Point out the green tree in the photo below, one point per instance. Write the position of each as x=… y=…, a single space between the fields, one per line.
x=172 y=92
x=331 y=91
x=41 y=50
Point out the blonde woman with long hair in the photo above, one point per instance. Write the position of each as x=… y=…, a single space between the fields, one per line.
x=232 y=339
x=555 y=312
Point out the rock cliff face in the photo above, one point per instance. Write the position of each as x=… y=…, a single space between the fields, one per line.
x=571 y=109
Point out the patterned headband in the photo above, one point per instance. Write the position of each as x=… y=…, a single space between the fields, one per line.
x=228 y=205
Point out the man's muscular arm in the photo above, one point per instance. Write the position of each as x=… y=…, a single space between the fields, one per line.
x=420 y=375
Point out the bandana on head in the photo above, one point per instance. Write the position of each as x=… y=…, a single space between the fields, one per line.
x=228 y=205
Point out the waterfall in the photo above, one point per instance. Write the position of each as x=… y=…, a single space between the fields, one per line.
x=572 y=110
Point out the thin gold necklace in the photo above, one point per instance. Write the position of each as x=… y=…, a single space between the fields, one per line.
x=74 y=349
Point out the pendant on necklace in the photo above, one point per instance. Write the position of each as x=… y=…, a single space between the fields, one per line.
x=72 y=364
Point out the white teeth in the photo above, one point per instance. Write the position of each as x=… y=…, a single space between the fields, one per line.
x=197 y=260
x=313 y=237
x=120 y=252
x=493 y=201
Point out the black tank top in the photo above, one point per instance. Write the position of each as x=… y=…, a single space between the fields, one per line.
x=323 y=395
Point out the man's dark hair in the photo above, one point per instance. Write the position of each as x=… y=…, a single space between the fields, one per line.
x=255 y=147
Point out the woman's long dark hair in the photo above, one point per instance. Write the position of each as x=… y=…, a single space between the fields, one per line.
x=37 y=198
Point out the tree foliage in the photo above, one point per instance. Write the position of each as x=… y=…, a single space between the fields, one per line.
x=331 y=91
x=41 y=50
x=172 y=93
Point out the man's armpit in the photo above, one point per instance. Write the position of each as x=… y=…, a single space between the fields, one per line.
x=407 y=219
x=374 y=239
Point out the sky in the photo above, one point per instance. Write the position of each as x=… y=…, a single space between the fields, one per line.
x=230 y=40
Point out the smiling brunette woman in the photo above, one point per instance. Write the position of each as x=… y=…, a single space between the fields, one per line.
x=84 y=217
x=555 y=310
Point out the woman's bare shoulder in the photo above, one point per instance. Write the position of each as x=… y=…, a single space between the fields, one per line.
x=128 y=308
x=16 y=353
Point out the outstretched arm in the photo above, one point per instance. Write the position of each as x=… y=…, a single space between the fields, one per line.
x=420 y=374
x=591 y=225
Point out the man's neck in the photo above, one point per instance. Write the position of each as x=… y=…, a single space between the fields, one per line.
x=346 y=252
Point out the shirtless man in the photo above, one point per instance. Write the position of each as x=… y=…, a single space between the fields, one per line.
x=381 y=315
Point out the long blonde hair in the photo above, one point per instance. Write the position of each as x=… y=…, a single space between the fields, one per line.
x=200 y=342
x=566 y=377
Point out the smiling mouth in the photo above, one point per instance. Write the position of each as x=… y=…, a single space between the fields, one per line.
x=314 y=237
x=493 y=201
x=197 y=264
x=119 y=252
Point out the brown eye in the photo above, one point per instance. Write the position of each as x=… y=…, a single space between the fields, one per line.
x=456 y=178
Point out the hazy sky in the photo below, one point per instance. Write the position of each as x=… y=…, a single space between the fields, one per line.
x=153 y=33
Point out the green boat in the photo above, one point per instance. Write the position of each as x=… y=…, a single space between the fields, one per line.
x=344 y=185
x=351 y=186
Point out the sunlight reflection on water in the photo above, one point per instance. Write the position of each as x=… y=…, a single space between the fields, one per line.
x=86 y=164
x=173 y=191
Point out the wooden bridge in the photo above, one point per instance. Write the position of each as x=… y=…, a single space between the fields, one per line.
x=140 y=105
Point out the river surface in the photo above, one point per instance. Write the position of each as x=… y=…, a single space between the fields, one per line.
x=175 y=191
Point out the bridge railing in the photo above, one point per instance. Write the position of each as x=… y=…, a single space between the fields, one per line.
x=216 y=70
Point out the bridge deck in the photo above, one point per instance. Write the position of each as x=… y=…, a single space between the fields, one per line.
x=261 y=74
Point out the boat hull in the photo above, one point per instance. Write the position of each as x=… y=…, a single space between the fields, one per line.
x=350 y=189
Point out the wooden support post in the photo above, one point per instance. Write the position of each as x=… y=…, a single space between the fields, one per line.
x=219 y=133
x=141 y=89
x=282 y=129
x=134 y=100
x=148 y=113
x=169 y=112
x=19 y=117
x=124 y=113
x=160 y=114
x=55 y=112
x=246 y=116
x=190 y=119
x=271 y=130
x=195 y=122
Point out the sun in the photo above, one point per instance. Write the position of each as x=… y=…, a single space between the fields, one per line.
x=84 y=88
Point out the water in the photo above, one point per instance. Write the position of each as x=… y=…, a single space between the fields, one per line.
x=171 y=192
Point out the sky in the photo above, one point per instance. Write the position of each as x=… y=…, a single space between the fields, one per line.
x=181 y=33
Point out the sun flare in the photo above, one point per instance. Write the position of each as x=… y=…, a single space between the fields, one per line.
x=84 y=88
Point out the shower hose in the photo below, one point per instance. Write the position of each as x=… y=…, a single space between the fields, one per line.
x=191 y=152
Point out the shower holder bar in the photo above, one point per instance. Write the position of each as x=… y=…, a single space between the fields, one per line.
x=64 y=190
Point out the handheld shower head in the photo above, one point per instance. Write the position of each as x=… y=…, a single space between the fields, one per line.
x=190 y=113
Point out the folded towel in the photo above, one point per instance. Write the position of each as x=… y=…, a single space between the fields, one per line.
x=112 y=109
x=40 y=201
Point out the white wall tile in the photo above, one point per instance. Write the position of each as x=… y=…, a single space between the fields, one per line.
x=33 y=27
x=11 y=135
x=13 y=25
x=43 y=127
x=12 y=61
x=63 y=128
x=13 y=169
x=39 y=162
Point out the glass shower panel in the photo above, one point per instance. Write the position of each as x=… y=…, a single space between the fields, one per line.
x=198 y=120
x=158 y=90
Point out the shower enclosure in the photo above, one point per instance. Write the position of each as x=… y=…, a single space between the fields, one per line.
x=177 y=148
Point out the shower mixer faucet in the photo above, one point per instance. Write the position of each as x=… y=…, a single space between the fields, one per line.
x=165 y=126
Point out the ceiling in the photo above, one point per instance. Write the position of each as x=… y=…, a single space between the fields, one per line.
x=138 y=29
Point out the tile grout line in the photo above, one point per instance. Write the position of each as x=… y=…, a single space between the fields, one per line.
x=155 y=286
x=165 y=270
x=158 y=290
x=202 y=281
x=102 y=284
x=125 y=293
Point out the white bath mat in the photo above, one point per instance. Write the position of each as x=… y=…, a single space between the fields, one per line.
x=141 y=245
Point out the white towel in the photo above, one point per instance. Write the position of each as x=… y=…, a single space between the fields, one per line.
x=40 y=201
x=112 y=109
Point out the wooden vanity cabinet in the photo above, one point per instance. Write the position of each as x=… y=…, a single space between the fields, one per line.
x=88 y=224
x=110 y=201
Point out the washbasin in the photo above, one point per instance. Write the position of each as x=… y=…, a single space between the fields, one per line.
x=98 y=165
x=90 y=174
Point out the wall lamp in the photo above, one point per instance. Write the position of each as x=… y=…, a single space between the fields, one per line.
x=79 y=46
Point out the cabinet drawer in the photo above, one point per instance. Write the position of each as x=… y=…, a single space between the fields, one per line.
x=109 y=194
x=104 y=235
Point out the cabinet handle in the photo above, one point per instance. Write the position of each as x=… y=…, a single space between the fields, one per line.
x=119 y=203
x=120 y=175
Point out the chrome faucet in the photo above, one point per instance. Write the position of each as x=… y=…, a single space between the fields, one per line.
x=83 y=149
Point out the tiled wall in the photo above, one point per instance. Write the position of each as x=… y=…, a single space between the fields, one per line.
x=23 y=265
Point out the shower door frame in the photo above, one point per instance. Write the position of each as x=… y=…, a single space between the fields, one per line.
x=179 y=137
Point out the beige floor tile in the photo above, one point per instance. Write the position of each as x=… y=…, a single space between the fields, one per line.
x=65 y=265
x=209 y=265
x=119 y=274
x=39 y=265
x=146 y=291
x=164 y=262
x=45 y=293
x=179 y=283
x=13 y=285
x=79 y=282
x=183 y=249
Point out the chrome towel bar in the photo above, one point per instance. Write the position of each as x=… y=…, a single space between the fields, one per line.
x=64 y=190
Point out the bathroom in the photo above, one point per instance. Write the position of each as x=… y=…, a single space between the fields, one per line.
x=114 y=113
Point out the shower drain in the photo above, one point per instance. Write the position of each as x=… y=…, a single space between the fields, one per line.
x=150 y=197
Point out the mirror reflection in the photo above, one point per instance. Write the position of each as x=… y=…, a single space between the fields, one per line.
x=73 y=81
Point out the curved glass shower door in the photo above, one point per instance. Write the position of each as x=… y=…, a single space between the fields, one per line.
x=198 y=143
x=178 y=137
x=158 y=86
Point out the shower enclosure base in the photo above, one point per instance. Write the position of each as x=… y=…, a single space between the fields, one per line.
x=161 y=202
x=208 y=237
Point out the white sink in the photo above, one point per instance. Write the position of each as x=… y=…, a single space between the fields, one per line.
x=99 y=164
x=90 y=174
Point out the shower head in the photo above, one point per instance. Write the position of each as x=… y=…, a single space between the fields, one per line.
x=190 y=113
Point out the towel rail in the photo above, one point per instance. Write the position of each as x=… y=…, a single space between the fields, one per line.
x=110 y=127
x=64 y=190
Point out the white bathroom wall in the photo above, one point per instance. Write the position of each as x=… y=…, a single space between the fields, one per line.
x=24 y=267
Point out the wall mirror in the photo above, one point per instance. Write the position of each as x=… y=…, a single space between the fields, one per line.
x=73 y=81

- Work order -
The output must consist solely of the lines from the one containing "Point out the chrome towel" through the end of the listing, unaltered.

- Response area -
Point out the chrome towel bar in the photo above, one point per instance. Write the position of each as x=… y=…, a single space between the fields, one per line.
x=64 y=190
Point out the bathroom in the photo above, one point per instance. Write the position of each as x=… y=…, a single space between the fields, one per line.
x=114 y=113
Point out the shower drain in the photo above, one point per instance. Write the position of each as x=… y=…, a single space between the fields, one per line.
x=150 y=197
Point out the mirror reflection in the photo above, one point per instance. Write the position of each as x=… y=…, a single space between the fields, one per line.
x=73 y=81
Point out the curved glass shower door in the photo above, one point per instance. Write the position of each as x=… y=…, a single space between the fields, one per line.
x=198 y=143
x=178 y=137
x=158 y=86
Point out the shower enclosure base in the photo above, one point per instance. Write the position of each as x=… y=…, a single space between the fields, one per line.
x=161 y=202
x=208 y=237
Point out the white sink in the photo above, one point per instance. Write the position of each as x=… y=…, a single space between the fields, one per line.
x=99 y=164
x=90 y=174
Point out the shower head in the photo above, one point per instance. Write the position of each as x=… y=…, a single space between the fields, one per line.
x=190 y=113
Point out the towel rail in the photo above, one point per instance. Write the position of each as x=… y=…, a single space between the fields, one per line.
x=110 y=127
x=64 y=190
Point out the white bathroom wall in the photo above, one point per instance. Write the position of each as x=… y=…, a single space between the fields, one per line.
x=24 y=267
Point out the wall mirror in the photo above, one point per instance. Write the position of each as x=… y=…, a single space between the fields, one per line.
x=73 y=81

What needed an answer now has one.